WHAT IS BEING ASKED:
Each line in the entries below that holds the word "flower" belongs in the answer.

SOURCE INFORMATION:
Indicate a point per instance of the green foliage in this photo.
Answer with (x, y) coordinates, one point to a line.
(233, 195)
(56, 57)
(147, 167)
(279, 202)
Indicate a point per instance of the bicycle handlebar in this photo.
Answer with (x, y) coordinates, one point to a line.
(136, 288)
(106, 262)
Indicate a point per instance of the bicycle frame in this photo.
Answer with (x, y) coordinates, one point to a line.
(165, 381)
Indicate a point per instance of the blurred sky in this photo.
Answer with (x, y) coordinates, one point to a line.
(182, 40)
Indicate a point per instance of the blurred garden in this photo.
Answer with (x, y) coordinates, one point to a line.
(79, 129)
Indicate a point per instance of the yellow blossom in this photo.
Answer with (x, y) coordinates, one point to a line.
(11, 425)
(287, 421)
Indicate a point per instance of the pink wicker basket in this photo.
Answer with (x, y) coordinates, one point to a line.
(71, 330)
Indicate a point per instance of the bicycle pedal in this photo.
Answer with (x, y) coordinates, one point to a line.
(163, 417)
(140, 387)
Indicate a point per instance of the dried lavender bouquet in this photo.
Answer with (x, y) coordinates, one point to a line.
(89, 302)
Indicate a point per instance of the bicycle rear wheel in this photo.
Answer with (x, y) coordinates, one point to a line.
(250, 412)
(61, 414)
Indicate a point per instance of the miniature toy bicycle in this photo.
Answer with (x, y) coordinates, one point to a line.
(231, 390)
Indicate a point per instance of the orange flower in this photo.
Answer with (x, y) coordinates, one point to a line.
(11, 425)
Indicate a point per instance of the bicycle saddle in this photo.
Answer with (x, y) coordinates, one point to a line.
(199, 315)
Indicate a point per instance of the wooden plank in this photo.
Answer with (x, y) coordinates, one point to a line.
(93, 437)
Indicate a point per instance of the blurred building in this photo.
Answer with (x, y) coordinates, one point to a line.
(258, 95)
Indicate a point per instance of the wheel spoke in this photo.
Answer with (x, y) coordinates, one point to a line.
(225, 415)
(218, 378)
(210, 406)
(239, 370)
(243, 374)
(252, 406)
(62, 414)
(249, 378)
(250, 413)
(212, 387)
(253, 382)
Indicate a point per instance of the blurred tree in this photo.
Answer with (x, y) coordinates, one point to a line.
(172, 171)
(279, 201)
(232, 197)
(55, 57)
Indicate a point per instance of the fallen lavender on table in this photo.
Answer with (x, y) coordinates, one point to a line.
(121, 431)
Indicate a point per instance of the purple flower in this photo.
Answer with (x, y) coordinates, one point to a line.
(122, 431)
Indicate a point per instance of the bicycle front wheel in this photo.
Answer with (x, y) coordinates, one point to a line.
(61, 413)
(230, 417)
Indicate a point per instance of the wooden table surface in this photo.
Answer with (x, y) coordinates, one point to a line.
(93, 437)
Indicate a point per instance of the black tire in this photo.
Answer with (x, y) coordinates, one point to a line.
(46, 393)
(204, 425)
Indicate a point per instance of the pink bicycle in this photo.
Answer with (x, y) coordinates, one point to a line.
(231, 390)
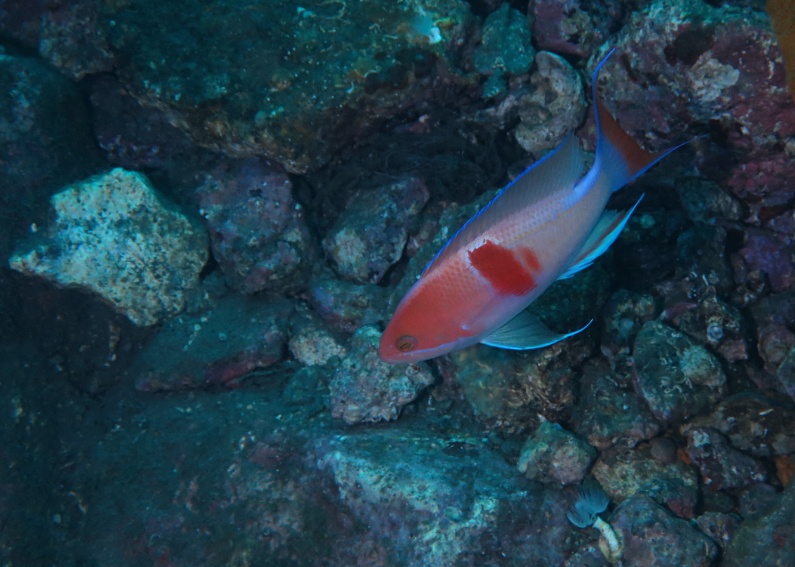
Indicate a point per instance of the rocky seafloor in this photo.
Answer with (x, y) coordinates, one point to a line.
(209, 210)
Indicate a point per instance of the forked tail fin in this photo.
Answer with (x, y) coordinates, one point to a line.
(620, 157)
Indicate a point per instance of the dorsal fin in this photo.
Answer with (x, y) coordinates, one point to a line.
(558, 170)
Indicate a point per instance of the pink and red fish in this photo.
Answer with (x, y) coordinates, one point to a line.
(548, 224)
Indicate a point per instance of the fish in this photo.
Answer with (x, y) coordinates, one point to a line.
(549, 223)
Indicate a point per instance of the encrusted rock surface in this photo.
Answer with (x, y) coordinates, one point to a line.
(257, 229)
(366, 389)
(116, 236)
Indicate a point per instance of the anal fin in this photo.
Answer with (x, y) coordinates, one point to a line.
(524, 332)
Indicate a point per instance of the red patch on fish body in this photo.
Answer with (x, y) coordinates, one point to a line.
(507, 273)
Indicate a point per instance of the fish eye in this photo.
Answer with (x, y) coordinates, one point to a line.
(406, 343)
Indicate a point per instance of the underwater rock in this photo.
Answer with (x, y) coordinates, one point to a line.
(71, 39)
(45, 142)
(553, 455)
(506, 49)
(428, 501)
(509, 390)
(116, 236)
(772, 318)
(371, 234)
(344, 305)
(773, 254)
(719, 526)
(573, 27)
(701, 251)
(721, 466)
(236, 338)
(627, 473)
(624, 315)
(366, 389)
(705, 202)
(257, 229)
(754, 422)
(312, 342)
(675, 376)
(608, 415)
(710, 64)
(718, 324)
(554, 105)
(768, 538)
(653, 536)
(287, 82)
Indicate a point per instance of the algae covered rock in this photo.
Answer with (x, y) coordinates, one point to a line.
(116, 236)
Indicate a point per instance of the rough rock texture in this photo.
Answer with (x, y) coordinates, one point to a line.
(653, 536)
(234, 339)
(366, 389)
(721, 466)
(768, 538)
(719, 65)
(312, 342)
(673, 484)
(346, 306)
(754, 422)
(290, 82)
(506, 49)
(773, 318)
(370, 235)
(426, 502)
(257, 229)
(608, 413)
(45, 142)
(553, 106)
(116, 236)
(675, 376)
(553, 455)
(573, 27)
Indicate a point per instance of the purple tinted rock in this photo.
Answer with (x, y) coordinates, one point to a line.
(767, 539)
(553, 106)
(625, 474)
(772, 317)
(701, 250)
(218, 348)
(366, 389)
(608, 415)
(719, 526)
(344, 305)
(427, 501)
(675, 376)
(257, 229)
(653, 536)
(772, 253)
(573, 27)
(553, 455)
(754, 422)
(370, 235)
(721, 465)
(705, 202)
(324, 75)
(705, 64)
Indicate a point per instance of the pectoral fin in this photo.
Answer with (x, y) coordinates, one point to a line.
(607, 229)
(524, 332)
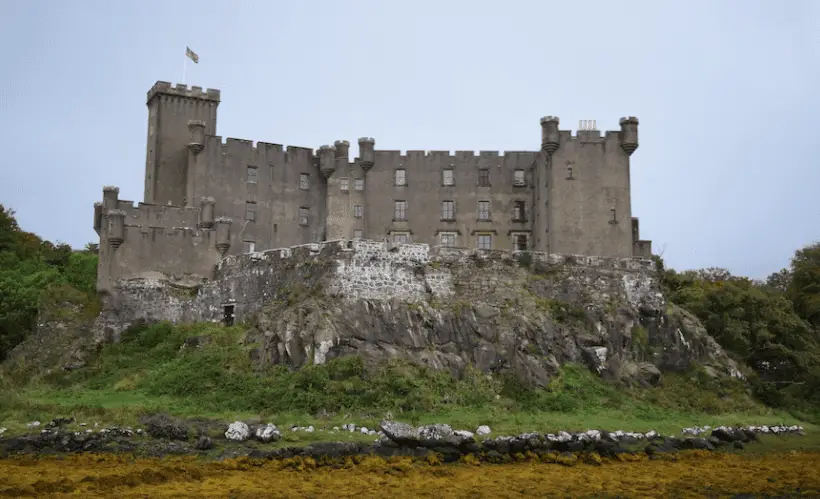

RESPONSE TO THIS TASK:
Indicate a point per instance of the orange flower in this photo.
Indicate a point per instance of the purple flower in this photo.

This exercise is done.